_GIVEN ENTRIES_.
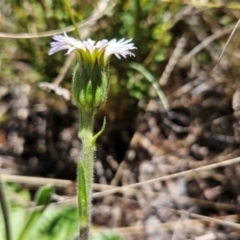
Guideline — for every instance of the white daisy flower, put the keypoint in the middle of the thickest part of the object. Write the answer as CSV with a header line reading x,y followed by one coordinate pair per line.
x,y
93,49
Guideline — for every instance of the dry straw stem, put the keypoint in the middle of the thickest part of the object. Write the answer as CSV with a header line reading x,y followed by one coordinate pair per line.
x,y
36,181
221,32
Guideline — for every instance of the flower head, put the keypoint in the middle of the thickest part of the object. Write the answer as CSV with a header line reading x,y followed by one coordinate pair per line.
x,y
94,50
91,74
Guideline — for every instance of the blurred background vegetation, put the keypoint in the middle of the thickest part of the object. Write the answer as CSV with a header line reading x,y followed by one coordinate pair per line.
x,y
167,111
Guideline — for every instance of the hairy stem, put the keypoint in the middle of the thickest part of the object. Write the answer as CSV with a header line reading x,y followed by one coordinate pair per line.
x,y
85,172
5,212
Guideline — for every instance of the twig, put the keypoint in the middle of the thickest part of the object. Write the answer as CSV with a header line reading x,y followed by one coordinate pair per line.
x,y
171,176
173,60
226,45
204,43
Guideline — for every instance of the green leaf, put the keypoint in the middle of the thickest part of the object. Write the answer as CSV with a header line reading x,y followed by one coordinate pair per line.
x,y
43,198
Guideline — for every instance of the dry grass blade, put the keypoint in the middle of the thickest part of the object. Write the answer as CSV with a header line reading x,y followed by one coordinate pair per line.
x,y
171,176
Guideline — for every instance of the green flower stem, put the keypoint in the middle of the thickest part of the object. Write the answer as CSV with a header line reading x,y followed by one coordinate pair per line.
x,y
85,172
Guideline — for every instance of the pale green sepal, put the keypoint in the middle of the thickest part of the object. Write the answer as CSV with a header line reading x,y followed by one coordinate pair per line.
x,y
95,137
82,196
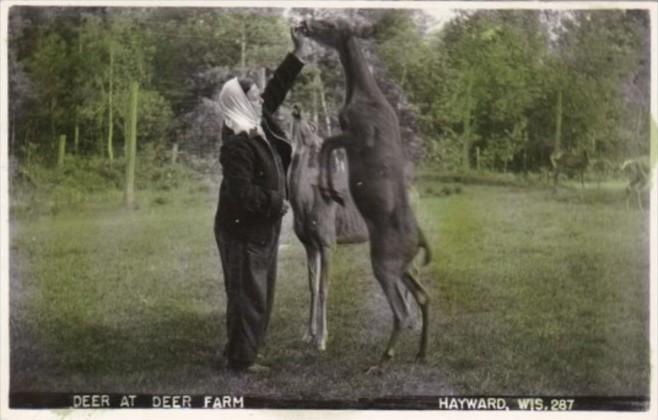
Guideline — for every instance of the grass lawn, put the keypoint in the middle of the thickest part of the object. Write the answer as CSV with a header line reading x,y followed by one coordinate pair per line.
x,y
532,293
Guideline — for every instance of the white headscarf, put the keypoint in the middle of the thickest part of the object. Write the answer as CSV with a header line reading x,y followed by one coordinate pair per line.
x,y
239,115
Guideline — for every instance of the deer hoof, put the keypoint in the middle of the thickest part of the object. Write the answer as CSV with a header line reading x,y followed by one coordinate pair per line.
x,y
374,370
326,194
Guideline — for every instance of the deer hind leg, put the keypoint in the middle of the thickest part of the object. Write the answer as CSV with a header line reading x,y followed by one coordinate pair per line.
x,y
321,313
389,278
313,265
423,300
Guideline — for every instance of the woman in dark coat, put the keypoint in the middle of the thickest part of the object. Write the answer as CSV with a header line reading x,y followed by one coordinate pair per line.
x,y
252,200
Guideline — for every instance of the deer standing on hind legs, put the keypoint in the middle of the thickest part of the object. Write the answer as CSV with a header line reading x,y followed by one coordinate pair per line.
x,y
371,138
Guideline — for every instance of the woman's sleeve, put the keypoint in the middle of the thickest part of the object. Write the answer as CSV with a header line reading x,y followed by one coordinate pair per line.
x,y
237,168
279,85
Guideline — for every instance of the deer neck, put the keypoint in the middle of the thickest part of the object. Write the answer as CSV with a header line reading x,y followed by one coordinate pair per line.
x,y
357,74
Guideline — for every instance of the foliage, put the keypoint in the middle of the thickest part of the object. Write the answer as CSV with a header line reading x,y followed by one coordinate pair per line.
x,y
480,91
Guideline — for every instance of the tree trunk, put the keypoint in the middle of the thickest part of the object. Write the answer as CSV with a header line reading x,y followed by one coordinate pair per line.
x,y
323,103
76,130
110,119
477,158
466,119
76,136
174,153
558,123
129,191
61,150
261,79
243,52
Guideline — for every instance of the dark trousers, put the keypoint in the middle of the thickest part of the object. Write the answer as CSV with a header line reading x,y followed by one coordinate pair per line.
x,y
249,278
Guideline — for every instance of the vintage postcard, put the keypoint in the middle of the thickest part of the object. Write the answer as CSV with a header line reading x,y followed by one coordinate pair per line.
x,y
328,209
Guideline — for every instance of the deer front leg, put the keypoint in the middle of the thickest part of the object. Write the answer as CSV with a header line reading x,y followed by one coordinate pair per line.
x,y
326,182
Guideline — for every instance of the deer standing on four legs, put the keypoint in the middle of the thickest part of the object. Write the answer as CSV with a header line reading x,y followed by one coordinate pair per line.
x,y
371,138
638,173
315,221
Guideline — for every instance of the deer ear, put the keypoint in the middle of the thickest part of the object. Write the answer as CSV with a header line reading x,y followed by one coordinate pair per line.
x,y
365,31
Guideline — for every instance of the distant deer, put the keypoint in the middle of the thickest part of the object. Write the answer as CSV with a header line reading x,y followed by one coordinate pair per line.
x,y
314,221
602,168
638,173
570,163
371,138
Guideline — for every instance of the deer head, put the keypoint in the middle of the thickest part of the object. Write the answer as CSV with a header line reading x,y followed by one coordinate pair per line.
x,y
332,33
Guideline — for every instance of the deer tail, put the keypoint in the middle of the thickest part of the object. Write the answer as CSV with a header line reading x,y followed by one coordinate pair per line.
x,y
422,242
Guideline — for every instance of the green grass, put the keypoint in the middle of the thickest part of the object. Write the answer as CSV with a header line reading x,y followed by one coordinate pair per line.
x,y
532,293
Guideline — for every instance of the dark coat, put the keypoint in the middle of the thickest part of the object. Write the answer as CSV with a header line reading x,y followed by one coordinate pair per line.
x,y
253,186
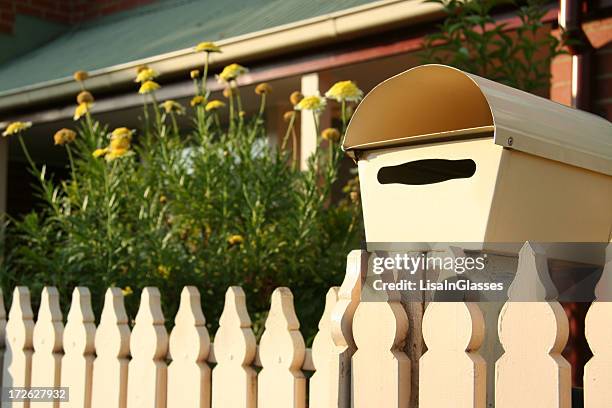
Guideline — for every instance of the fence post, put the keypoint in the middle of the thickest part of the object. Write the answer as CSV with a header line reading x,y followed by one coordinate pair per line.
x,y
533,330
324,379
47,340
2,334
79,336
234,381
112,343
17,368
380,369
147,374
189,374
282,351
598,371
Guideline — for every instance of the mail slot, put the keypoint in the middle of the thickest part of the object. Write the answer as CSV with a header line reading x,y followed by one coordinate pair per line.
x,y
447,156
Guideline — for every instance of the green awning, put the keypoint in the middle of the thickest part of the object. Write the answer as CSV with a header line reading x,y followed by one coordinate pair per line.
x,y
162,27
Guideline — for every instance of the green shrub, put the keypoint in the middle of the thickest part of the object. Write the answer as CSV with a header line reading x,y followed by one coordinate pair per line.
x,y
212,207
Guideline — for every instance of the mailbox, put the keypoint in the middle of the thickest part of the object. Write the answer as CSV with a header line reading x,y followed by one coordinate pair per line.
x,y
447,156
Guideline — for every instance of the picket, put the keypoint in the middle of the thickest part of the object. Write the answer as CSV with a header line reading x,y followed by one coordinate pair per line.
x,y
17,369
282,351
189,374
598,331
381,370
79,350
234,381
112,342
533,330
147,372
47,340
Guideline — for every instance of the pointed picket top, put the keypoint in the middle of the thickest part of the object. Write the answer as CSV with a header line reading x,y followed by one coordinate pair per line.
x,y
189,374
603,290
282,351
324,378
112,343
49,325
532,282
147,373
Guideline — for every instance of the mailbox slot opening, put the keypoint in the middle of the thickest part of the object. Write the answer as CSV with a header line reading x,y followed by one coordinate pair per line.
x,y
428,171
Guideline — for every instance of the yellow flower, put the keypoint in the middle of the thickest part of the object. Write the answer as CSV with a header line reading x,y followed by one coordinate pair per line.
x,y
100,152
116,153
64,136
146,74
207,46
331,134
232,72
171,106
263,88
295,97
288,115
148,87
314,103
235,240
16,127
214,105
198,100
84,97
163,271
80,76
127,291
344,91
81,110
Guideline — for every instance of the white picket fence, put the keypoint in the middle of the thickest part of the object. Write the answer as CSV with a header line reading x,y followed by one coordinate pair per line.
x,y
357,357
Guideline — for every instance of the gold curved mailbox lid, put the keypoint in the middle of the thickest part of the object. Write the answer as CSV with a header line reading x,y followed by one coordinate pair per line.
x,y
432,103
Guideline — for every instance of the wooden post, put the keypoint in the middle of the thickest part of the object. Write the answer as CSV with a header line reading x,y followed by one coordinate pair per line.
x,y
48,350
282,350
189,374
147,374
598,371
79,350
17,368
112,343
234,381
533,330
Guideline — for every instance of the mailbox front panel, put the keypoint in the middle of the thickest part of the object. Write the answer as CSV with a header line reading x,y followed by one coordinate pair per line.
x,y
425,193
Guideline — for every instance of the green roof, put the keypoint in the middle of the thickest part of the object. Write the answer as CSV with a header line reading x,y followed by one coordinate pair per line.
x,y
161,27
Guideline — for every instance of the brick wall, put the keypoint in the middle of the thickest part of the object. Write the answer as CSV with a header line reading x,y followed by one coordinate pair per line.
x,y
599,33
61,11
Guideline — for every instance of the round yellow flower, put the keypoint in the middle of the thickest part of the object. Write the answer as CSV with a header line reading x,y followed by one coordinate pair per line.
x,y
148,87
146,74
127,291
198,100
15,128
214,105
263,88
288,115
295,97
64,136
84,97
80,76
235,240
232,72
171,106
314,103
207,46
81,110
100,152
344,91
331,134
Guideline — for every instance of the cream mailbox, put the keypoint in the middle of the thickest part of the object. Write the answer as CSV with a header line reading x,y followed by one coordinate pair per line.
x,y
446,156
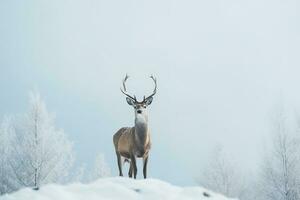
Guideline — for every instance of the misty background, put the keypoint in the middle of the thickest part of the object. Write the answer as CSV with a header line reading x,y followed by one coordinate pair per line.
x,y
221,66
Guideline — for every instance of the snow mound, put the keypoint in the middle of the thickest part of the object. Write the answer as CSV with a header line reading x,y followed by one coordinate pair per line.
x,y
113,189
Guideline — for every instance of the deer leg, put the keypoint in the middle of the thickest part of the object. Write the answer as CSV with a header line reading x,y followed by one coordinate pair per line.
x,y
130,170
133,163
145,166
119,163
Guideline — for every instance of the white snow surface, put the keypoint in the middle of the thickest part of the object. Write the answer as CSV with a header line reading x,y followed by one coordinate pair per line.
x,y
113,189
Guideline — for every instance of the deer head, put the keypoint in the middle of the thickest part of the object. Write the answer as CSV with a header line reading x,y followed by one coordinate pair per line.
x,y
139,106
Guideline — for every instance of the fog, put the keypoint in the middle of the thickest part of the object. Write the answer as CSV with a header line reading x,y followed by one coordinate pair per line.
x,y
221,67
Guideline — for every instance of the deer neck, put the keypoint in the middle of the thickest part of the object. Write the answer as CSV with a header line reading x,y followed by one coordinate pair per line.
x,y
141,128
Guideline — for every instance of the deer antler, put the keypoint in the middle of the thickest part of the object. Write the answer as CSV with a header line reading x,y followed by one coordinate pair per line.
x,y
154,91
124,91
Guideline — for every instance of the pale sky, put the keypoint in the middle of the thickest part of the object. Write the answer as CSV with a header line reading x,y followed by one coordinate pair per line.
x,y
220,65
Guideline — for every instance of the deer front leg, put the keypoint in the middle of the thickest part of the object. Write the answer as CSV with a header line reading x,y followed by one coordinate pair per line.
x,y
145,161
133,163
130,170
119,163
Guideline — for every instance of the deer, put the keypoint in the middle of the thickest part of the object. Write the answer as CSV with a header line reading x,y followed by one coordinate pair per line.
x,y
134,142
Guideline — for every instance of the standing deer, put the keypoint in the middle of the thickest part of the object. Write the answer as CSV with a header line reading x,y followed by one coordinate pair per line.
x,y
132,142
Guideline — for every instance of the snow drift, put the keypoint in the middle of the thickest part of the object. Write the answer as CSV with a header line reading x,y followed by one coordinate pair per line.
x,y
113,189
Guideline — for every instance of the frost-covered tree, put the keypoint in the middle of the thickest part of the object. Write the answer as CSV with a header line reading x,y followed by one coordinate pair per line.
x,y
280,179
7,178
101,168
222,176
42,153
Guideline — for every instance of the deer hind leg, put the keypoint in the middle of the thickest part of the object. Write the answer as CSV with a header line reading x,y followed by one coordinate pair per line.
x,y
130,170
134,167
145,162
119,163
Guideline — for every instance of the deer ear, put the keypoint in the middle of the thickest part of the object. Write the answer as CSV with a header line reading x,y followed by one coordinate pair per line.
x,y
149,101
129,101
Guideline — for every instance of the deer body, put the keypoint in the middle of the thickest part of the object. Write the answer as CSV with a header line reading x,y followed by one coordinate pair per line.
x,y
134,142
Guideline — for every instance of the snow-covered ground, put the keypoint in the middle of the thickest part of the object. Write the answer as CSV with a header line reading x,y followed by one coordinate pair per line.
x,y
115,188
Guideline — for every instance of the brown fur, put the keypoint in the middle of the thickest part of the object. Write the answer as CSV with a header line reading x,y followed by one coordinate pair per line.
x,y
128,146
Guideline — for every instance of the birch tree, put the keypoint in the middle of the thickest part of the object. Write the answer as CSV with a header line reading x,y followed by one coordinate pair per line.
x,y
42,153
280,178
7,178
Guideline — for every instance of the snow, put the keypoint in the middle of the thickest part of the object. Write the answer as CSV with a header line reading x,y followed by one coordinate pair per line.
x,y
113,189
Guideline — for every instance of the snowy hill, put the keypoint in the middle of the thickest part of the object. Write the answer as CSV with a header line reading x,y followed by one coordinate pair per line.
x,y
116,188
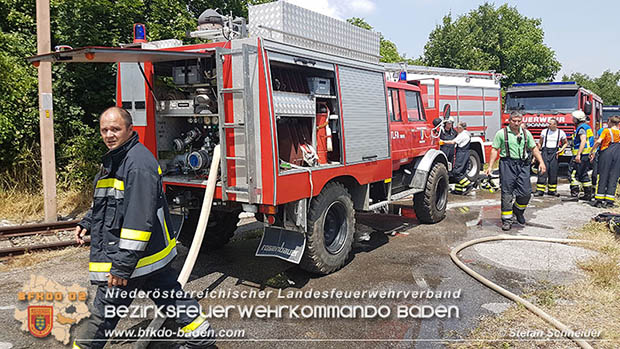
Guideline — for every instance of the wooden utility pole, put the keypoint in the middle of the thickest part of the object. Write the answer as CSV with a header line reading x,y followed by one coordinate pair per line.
x,y
46,115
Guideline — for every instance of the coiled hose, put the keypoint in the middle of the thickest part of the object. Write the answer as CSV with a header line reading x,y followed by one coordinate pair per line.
x,y
531,307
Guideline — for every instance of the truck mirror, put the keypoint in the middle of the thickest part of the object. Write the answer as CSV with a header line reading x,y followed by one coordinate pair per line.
x,y
587,108
446,111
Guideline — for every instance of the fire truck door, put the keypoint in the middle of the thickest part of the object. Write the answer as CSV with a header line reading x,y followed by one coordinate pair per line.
x,y
419,131
398,129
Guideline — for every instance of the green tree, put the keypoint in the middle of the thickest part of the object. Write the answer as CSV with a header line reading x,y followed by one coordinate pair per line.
x,y
387,49
606,85
490,38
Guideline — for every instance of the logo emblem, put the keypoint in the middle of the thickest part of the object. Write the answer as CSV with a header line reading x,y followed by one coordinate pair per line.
x,y
40,320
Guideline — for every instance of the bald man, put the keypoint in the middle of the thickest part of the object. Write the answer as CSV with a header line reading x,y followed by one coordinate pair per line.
x,y
131,245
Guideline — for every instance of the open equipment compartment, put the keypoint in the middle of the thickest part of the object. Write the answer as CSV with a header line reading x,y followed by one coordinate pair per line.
x,y
186,117
307,113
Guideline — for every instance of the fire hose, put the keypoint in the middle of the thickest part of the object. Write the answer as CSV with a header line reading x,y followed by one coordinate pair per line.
x,y
194,249
531,307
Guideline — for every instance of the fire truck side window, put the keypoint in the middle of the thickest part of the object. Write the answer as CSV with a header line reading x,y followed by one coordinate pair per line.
x,y
413,106
394,106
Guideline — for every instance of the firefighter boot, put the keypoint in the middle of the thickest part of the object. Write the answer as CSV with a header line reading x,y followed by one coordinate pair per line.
x,y
540,189
587,193
506,224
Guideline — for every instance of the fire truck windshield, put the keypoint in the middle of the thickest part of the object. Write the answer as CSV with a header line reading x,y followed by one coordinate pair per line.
x,y
554,102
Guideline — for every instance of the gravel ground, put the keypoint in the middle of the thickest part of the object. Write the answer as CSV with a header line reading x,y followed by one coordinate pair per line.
x,y
410,257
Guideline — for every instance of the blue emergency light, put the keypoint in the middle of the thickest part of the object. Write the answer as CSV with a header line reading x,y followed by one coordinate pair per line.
x,y
139,33
545,83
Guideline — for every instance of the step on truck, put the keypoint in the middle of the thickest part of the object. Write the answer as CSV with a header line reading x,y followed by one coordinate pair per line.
x,y
303,115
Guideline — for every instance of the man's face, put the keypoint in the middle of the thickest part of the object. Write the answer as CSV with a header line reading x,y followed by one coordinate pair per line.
x,y
114,130
515,123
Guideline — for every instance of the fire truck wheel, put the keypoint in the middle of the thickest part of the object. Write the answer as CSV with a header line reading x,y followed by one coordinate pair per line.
x,y
331,226
220,229
473,166
430,205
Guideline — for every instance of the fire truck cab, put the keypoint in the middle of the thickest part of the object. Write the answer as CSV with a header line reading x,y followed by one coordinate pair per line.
x,y
309,131
539,102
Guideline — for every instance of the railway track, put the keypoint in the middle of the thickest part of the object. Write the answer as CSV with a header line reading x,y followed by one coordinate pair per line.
x,y
30,237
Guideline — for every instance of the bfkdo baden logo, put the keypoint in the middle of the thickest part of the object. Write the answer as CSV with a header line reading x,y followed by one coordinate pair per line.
x,y
40,320
46,307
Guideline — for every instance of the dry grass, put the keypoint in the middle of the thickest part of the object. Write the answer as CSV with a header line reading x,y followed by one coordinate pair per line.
x,y
592,303
20,207
33,258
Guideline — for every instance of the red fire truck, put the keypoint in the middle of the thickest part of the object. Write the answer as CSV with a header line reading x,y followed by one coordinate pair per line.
x,y
474,97
538,102
309,129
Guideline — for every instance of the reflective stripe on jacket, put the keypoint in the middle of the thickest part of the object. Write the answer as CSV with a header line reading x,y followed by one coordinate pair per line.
x,y
129,216
589,139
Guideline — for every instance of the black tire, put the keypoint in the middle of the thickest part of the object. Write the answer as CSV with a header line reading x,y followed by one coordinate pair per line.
x,y
331,226
220,229
474,166
430,205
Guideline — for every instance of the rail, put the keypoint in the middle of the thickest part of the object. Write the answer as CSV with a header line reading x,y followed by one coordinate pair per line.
x,y
24,238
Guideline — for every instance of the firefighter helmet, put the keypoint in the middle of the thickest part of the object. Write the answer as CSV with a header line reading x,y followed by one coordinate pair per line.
x,y
614,225
487,183
579,115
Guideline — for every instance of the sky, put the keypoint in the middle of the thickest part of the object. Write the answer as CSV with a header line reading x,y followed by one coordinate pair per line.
x,y
585,35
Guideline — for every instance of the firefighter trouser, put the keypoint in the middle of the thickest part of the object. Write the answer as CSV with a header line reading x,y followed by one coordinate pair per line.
x,y
549,180
514,176
609,172
459,171
448,149
579,177
595,168
194,327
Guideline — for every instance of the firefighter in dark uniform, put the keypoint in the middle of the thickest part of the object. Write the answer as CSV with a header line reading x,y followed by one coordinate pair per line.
x,y
583,141
511,145
609,163
552,143
594,161
461,158
131,245
448,133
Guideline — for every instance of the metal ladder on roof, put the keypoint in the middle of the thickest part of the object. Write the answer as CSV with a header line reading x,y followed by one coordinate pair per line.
x,y
243,125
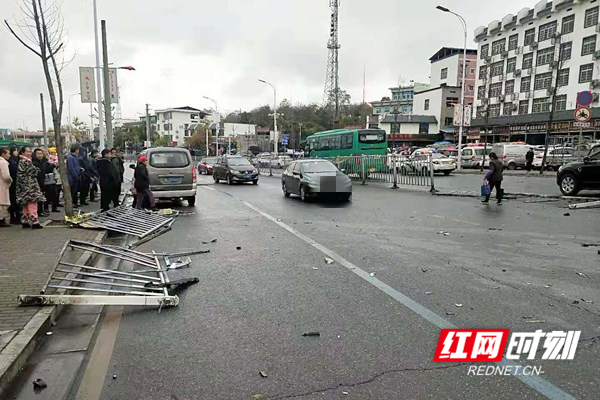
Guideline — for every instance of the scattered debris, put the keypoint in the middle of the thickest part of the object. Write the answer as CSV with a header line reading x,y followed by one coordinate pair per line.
x,y
313,333
39,383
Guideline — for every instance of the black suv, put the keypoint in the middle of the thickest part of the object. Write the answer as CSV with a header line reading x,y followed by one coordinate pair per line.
x,y
578,175
234,169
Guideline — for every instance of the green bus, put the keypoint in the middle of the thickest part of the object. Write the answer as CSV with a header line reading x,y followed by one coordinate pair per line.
x,y
344,144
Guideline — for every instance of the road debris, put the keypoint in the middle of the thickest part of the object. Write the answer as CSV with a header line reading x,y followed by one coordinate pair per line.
x,y
313,333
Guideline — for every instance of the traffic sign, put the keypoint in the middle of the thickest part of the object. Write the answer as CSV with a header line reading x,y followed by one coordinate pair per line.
x,y
585,98
583,114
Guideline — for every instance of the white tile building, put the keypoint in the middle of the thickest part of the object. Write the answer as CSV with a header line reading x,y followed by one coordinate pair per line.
x,y
522,55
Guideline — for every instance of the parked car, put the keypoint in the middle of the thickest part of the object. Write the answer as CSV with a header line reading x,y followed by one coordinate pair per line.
x,y
205,165
313,178
171,173
234,169
512,155
578,175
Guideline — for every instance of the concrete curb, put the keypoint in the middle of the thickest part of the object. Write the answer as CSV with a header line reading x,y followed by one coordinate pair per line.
x,y
17,352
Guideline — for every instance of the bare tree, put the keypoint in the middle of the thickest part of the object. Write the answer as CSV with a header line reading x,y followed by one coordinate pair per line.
x,y
41,31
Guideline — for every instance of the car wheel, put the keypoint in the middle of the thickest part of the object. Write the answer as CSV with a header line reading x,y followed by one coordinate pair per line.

_INSTRUCTIONS FOR THE TASK_.
Your task is to return, exactly and on their own, the lines from the one containing "Guideline — for every instance of the white tile" through the last line of the listing.

_RESULT_.
Guideline — for every instance of the white tile building, put the keypoint in the middle of the thickest part of the object. Write the answer as CSV with a header line reading x,y followed by one coordinate pair per line.
x,y
522,55
Guideline — for every instance of the parked car, put the keypoint in the middle of the thickest part of the object. Write the answer as CSV with a header line reading x,y followed by one coordinate pair per line.
x,y
205,165
313,178
171,173
234,169
512,155
578,175
Guideline — for every instance of the concrete curb, put the keypoint in the middle of the thickest part of the object. Write the answer as CSV with a header line reading x,y followed by one coordinate pair per line.
x,y
17,352
Guideline — for every instance of the bare tree, put the keypoint in the middle of the thickest part of the object. Write the answer as CSV with a header line reading x,y followed by one coordinate pair per line.
x,y
41,31
Guideline — for every instance of the car wheel, put the keypoint in the middle of the thickest part of the object. Write the answer as CSV with a header line reading x,y followed by one coordinate pair per line.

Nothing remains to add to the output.